- Problem to work on
Rewrite every line of the entries below, changing "bounding coordinates" to "corner coordinates" and leaving everything else the same. Leave the pictures out of your answer.

[Start]

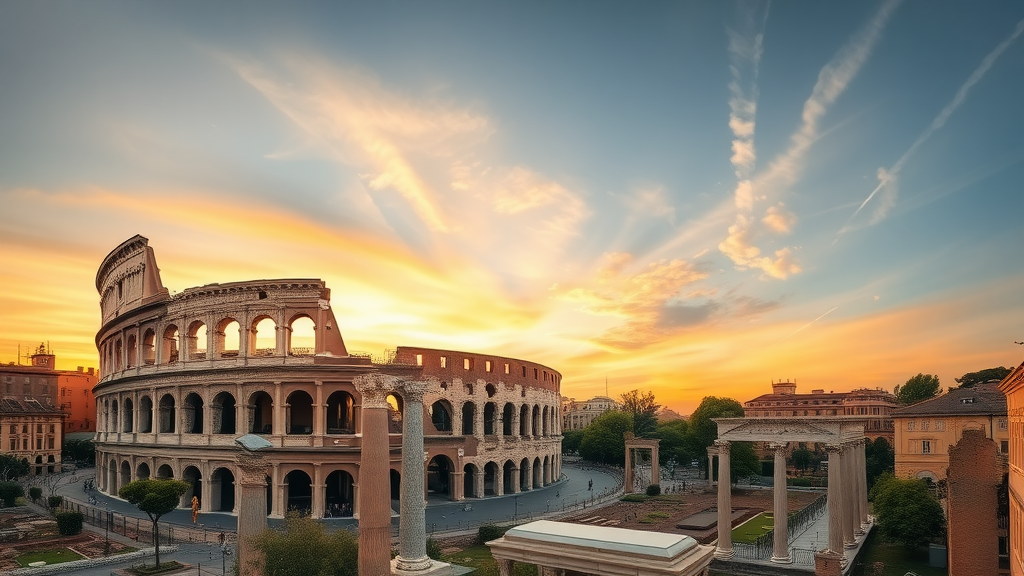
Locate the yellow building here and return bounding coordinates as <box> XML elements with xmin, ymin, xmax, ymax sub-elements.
<box><xmin>999</xmin><ymin>356</ymin><xmax>1024</xmax><ymax>576</ymax></box>
<box><xmin>892</xmin><ymin>382</ymin><xmax>1010</xmax><ymax>483</ymax></box>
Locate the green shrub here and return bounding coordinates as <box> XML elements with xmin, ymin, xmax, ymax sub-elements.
<box><xmin>476</xmin><ymin>524</ymin><xmax>510</xmax><ymax>544</ymax></box>
<box><xmin>427</xmin><ymin>538</ymin><xmax>441</xmax><ymax>560</ymax></box>
<box><xmin>57</xmin><ymin>511</ymin><xmax>82</xmax><ymax>536</ymax></box>
<box><xmin>0</xmin><ymin>482</ymin><xmax>25</xmax><ymax>506</ymax></box>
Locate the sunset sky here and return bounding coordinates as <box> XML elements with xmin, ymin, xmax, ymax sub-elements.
<box><xmin>0</xmin><ymin>0</ymin><xmax>1024</xmax><ymax>414</ymax></box>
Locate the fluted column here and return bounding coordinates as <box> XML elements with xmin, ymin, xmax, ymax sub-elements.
<box><xmin>234</xmin><ymin>451</ymin><xmax>270</xmax><ymax>576</ymax></box>
<box><xmin>352</xmin><ymin>373</ymin><xmax>397</xmax><ymax>576</ymax></box>
<box><xmin>393</xmin><ymin>382</ymin><xmax>430</xmax><ymax>574</ymax></box>
<box><xmin>715</xmin><ymin>440</ymin><xmax>733</xmax><ymax>560</ymax></box>
<box><xmin>825</xmin><ymin>444</ymin><xmax>844</xmax><ymax>557</ymax></box>
<box><xmin>769</xmin><ymin>442</ymin><xmax>793</xmax><ymax>564</ymax></box>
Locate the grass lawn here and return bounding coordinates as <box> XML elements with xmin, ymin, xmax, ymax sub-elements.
<box><xmin>441</xmin><ymin>544</ymin><xmax>537</xmax><ymax>576</ymax></box>
<box><xmin>732</xmin><ymin>512</ymin><xmax>775</xmax><ymax>544</ymax></box>
<box><xmin>14</xmin><ymin>548</ymin><xmax>85</xmax><ymax>567</ymax></box>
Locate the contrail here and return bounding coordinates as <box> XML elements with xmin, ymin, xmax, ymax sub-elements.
<box><xmin>833</xmin><ymin>19</ymin><xmax>1024</xmax><ymax>237</ymax></box>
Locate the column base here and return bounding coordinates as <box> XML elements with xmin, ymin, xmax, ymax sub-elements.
<box><xmin>391</xmin><ymin>558</ymin><xmax>453</xmax><ymax>576</ymax></box>
<box><xmin>715</xmin><ymin>547</ymin><xmax>735</xmax><ymax>560</ymax></box>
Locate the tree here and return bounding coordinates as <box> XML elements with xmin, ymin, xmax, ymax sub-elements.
<box><xmin>118</xmin><ymin>479</ymin><xmax>190</xmax><ymax>567</ymax></box>
<box><xmin>870</xmin><ymin>474</ymin><xmax>945</xmax><ymax>548</ymax></box>
<box><xmin>953</xmin><ymin>366</ymin><xmax>1013</xmax><ymax>388</ymax></box>
<box><xmin>562</xmin><ymin>430</ymin><xmax>583</xmax><ymax>454</ymax></box>
<box><xmin>654</xmin><ymin>420</ymin><xmax>693</xmax><ymax>464</ymax></box>
<box><xmin>580</xmin><ymin>410</ymin><xmax>633</xmax><ymax>466</ymax></box>
<box><xmin>864</xmin><ymin>437</ymin><xmax>896</xmax><ymax>489</ymax></box>
<box><xmin>893</xmin><ymin>374</ymin><xmax>942</xmax><ymax>405</ymax></box>
<box><xmin>622</xmin><ymin>390</ymin><xmax>662</xmax><ymax>438</ymax></box>
<box><xmin>0</xmin><ymin>454</ymin><xmax>30</xmax><ymax>482</ymax></box>
<box><xmin>253</xmin><ymin>512</ymin><xmax>358</xmax><ymax>576</ymax></box>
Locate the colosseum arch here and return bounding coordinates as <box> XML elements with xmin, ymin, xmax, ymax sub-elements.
<box><xmin>138</xmin><ymin>396</ymin><xmax>153</xmax><ymax>434</ymax></box>
<box><xmin>142</xmin><ymin>328</ymin><xmax>157</xmax><ymax>366</ymax></box>
<box><xmin>210</xmin><ymin>392</ymin><xmax>236</xmax><ymax>434</ymax></box>
<box><xmin>215</xmin><ymin>317</ymin><xmax>242</xmax><ymax>358</ymax></box>
<box><xmin>285</xmin><ymin>389</ymin><xmax>313</xmax><ymax>434</ymax></box>
<box><xmin>325</xmin><ymin>390</ymin><xmax>355</xmax><ymax>435</ymax></box>
<box><xmin>249</xmin><ymin>314</ymin><xmax>278</xmax><ymax>358</ymax></box>
<box><xmin>158</xmin><ymin>394</ymin><xmax>175</xmax><ymax>434</ymax></box>
<box><xmin>246</xmin><ymin>390</ymin><xmax>273</xmax><ymax>434</ymax></box>
<box><xmin>185</xmin><ymin>320</ymin><xmax>209</xmax><ymax>360</ymax></box>
<box><xmin>181</xmin><ymin>392</ymin><xmax>204</xmax><ymax>434</ymax></box>
<box><xmin>430</xmin><ymin>400</ymin><xmax>452</xmax><ymax>433</ymax></box>
<box><xmin>285</xmin><ymin>313</ymin><xmax>316</xmax><ymax>356</ymax></box>
<box><xmin>160</xmin><ymin>324</ymin><xmax>181</xmax><ymax>364</ymax></box>
<box><xmin>462</xmin><ymin>402</ymin><xmax>476</xmax><ymax>436</ymax></box>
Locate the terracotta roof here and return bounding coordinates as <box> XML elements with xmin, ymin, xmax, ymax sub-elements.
<box><xmin>892</xmin><ymin>383</ymin><xmax>1007</xmax><ymax>417</ymax></box>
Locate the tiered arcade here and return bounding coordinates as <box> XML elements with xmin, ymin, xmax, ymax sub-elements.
<box><xmin>95</xmin><ymin>236</ymin><xmax>561</xmax><ymax>518</ymax></box>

[End]

- Expected answer
Locate the yellow building here and return corner coordinates as <box> XML elements with xmin, ymin, xmax, ymax sub-elements.
<box><xmin>999</xmin><ymin>356</ymin><xmax>1024</xmax><ymax>576</ymax></box>
<box><xmin>892</xmin><ymin>382</ymin><xmax>1010</xmax><ymax>483</ymax></box>
Locate the green shrub here and return corner coordinates as <box> XML elements with xmin, ymin, xmax, ymax sub-elements.
<box><xmin>476</xmin><ymin>524</ymin><xmax>510</xmax><ymax>544</ymax></box>
<box><xmin>427</xmin><ymin>538</ymin><xmax>441</xmax><ymax>560</ymax></box>
<box><xmin>57</xmin><ymin>511</ymin><xmax>82</xmax><ymax>536</ymax></box>
<box><xmin>0</xmin><ymin>482</ymin><xmax>25</xmax><ymax>506</ymax></box>
Locate the sunset sky here and return corner coordinates as <box> XML elements with xmin, ymin, xmax, ymax sub-elements.
<box><xmin>0</xmin><ymin>0</ymin><xmax>1024</xmax><ymax>414</ymax></box>
Locate the fluted column here and return corner coordinates as <box> XML elements with xmin, ymin, xmax, ymax sub-elements.
<box><xmin>234</xmin><ymin>451</ymin><xmax>270</xmax><ymax>576</ymax></box>
<box><xmin>352</xmin><ymin>373</ymin><xmax>397</xmax><ymax>576</ymax></box>
<box><xmin>393</xmin><ymin>382</ymin><xmax>430</xmax><ymax>574</ymax></box>
<box><xmin>715</xmin><ymin>440</ymin><xmax>733</xmax><ymax>560</ymax></box>
<box><xmin>825</xmin><ymin>444</ymin><xmax>844</xmax><ymax>557</ymax></box>
<box><xmin>769</xmin><ymin>442</ymin><xmax>793</xmax><ymax>564</ymax></box>
Locate the grass lawn here and return corner coordinates as <box> XML elements with xmin, ymin, xmax, ymax sub-elements.
<box><xmin>441</xmin><ymin>544</ymin><xmax>537</xmax><ymax>576</ymax></box>
<box><xmin>732</xmin><ymin>512</ymin><xmax>775</xmax><ymax>544</ymax></box>
<box><xmin>14</xmin><ymin>548</ymin><xmax>85</xmax><ymax>567</ymax></box>
Locate the contrail here and return corner coordinates as <box> XML elements with xmin, ymin, xmax, ymax sub-elements.
<box><xmin>833</xmin><ymin>19</ymin><xmax>1024</xmax><ymax>237</ymax></box>
Locate the column base here and return corner coordinates as <box> XML elements with xmin, ymin, xmax, ymax sub-elements.
<box><xmin>391</xmin><ymin>558</ymin><xmax>453</xmax><ymax>576</ymax></box>
<box><xmin>715</xmin><ymin>547</ymin><xmax>735</xmax><ymax>560</ymax></box>
Locate the tree here and return corner coordinates as <box> XML elements with xmin, ymin, xmax, ymax sub-elements.
<box><xmin>118</xmin><ymin>479</ymin><xmax>190</xmax><ymax>567</ymax></box>
<box><xmin>870</xmin><ymin>474</ymin><xmax>945</xmax><ymax>548</ymax></box>
<box><xmin>953</xmin><ymin>366</ymin><xmax>1013</xmax><ymax>388</ymax></box>
<box><xmin>562</xmin><ymin>430</ymin><xmax>583</xmax><ymax>454</ymax></box>
<box><xmin>654</xmin><ymin>420</ymin><xmax>693</xmax><ymax>464</ymax></box>
<box><xmin>580</xmin><ymin>410</ymin><xmax>633</xmax><ymax>466</ymax></box>
<box><xmin>864</xmin><ymin>437</ymin><xmax>896</xmax><ymax>489</ymax></box>
<box><xmin>893</xmin><ymin>374</ymin><xmax>942</xmax><ymax>405</ymax></box>
<box><xmin>622</xmin><ymin>390</ymin><xmax>662</xmax><ymax>438</ymax></box>
<box><xmin>0</xmin><ymin>454</ymin><xmax>30</xmax><ymax>482</ymax></box>
<box><xmin>253</xmin><ymin>512</ymin><xmax>358</xmax><ymax>576</ymax></box>
Locate the colosseum arch here and return corner coordinates as <box> XML elements with xmin, ymin, xmax, ymax sub-elements.
<box><xmin>138</xmin><ymin>396</ymin><xmax>153</xmax><ymax>434</ymax></box>
<box><xmin>142</xmin><ymin>328</ymin><xmax>157</xmax><ymax>366</ymax></box>
<box><xmin>210</xmin><ymin>392</ymin><xmax>236</xmax><ymax>434</ymax></box>
<box><xmin>215</xmin><ymin>317</ymin><xmax>242</xmax><ymax>358</ymax></box>
<box><xmin>285</xmin><ymin>389</ymin><xmax>313</xmax><ymax>434</ymax></box>
<box><xmin>325</xmin><ymin>390</ymin><xmax>355</xmax><ymax>435</ymax></box>
<box><xmin>249</xmin><ymin>314</ymin><xmax>278</xmax><ymax>358</ymax></box>
<box><xmin>158</xmin><ymin>394</ymin><xmax>175</xmax><ymax>434</ymax></box>
<box><xmin>246</xmin><ymin>390</ymin><xmax>273</xmax><ymax>434</ymax></box>
<box><xmin>185</xmin><ymin>320</ymin><xmax>209</xmax><ymax>360</ymax></box>
<box><xmin>181</xmin><ymin>392</ymin><xmax>204</xmax><ymax>434</ymax></box>
<box><xmin>430</xmin><ymin>400</ymin><xmax>452</xmax><ymax>433</ymax></box>
<box><xmin>285</xmin><ymin>313</ymin><xmax>316</xmax><ymax>356</ymax></box>
<box><xmin>160</xmin><ymin>324</ymin><xmax>181</xmax><ymax>364</ymax></box>
<box><xmin>462</xmin><ymin>402</ymin><xmax>476</xmax><ymax>436</ymax></box>
Locate the terracotta roof here and return corner coordinates as <box> XML elements with xmin, ymin, xmax, ymax sub-elements.
<box><xmin>892</xmin><ymin>383</ymin><xmax>1007</xmax><ymax>417</ymax></box>
Locate the tiered arcade here and return corner coordinates as <box> XML elements with xmin, ymin, xmax, ymax sub-elements.
<box><xmin>95</xmin><ymin>236</ymin><xmax>561</xmax><ymax>518</ymax></box>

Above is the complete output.